• _TO DO_:
Wherever "instance" appears in a line of the listing, report that line.

• _INFORMATION_:
BEGIN

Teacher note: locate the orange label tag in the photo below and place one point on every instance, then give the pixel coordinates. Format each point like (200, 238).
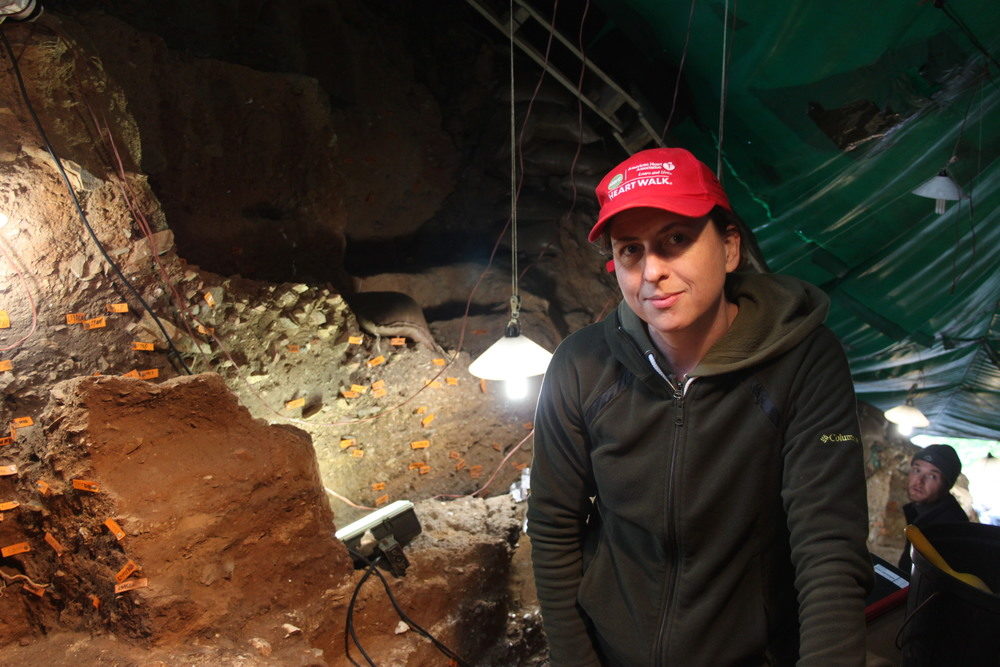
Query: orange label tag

END
BEGIN

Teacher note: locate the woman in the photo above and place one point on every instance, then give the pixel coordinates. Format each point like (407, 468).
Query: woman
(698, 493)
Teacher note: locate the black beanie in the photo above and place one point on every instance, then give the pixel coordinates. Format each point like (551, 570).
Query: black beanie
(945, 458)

END
BEGIN

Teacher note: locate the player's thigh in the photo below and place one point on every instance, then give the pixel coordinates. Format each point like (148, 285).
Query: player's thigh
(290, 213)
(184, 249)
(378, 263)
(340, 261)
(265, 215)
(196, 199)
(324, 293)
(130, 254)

END

• _SOLUTION FOR THIS TASK_:
Teacher note: locate the orange label tag in the photo below and place one point on every instance, then give the pixel coordinates. Format each point like (200, 238).
Teacher note: locate the woman in the photo above and place one point on every instance, then give the pixel coordinates. Format each point like (407, 468).
Teacher note: locate the black beanie in the photo above and place one point on every instance, then give the pixel coordinates. Format each point like (551, 570).
Teacher note: locate the player's thigh in the photo below and place one point on every instance, then give the pixel coordinates. Format each point like (148, 285).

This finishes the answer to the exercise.